§ ACTIVITY: Please find every line in the entries below that contains the string "clicks", and copy it.

§ DATASET RECORDS:
====

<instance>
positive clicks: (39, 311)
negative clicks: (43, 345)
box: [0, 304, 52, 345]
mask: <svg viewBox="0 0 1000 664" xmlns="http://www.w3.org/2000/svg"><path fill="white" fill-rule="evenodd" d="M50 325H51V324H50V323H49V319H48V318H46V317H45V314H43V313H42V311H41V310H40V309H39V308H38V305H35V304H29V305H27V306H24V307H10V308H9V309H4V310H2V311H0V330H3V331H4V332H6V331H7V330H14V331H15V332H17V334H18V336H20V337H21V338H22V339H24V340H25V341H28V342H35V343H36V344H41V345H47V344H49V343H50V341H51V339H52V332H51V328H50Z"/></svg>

====

§ WRITTEN SOLUTION:
positive clicks: (39, 311)
negative clicks: (43, 345)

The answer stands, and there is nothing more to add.